What is needed »
Rewrite the listing below, switching each "Target" to "Object" and leaving everything else unchanged. Leave the pictures out of your answer.

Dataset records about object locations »
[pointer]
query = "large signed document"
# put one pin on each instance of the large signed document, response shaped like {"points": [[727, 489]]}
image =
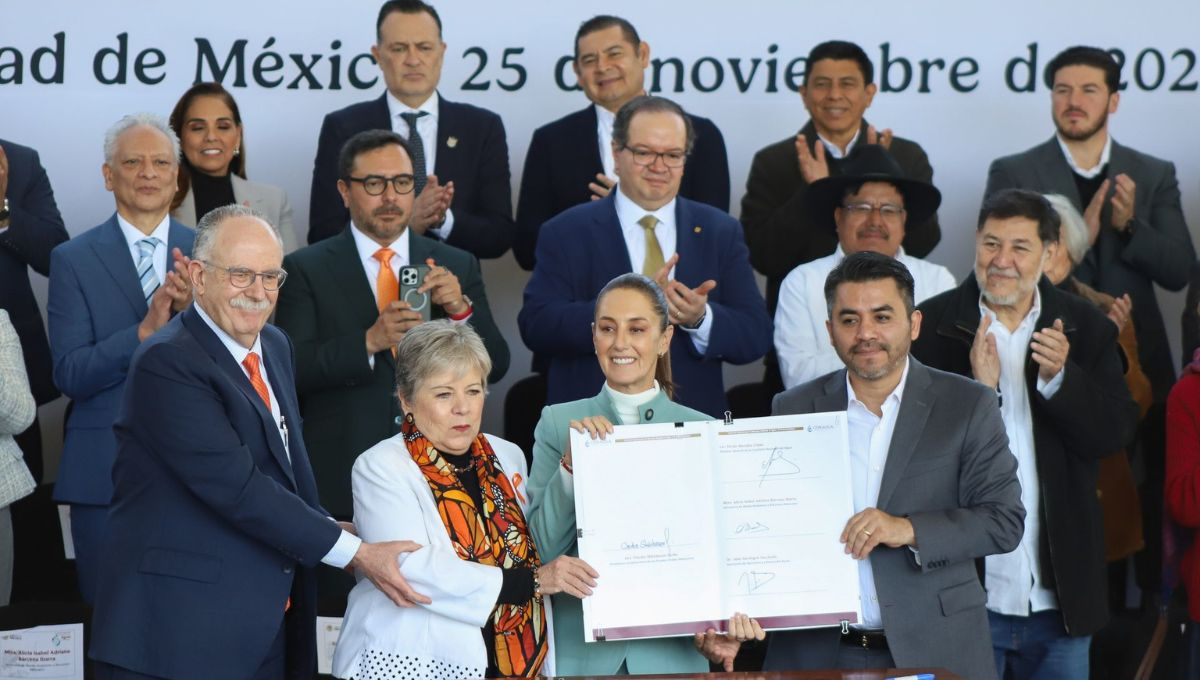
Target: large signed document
{"points": [[688, 523]]}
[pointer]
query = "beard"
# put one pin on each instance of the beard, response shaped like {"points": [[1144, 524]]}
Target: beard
{"points": [[1085, 133]]}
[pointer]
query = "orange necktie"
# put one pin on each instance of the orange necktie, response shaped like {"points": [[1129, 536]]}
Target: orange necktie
{"points": [[256, 378], [387, 287]]}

Output for this exercise »
[pointer]
query = "large signed document"
# put one pin on each instance of the large signed document, response shaped like {"points": [[727, 489]]}
image =
Object: large signed document
{"points": [[688, 523]]}
[pointer]
query = "beard"
# put one pin on each instance of the beard, response shaped like {"points": [[1144, 524]]}
Object: beard
{"points": [[1085, 133]]}
[pointer]
query = "orange necktie"
# put one pin on each instance of the orange necktie, response shaped like {"points": [[1129, 536]]}
Object: orange necktie
{"points": [[256, 378], [387, 287]]}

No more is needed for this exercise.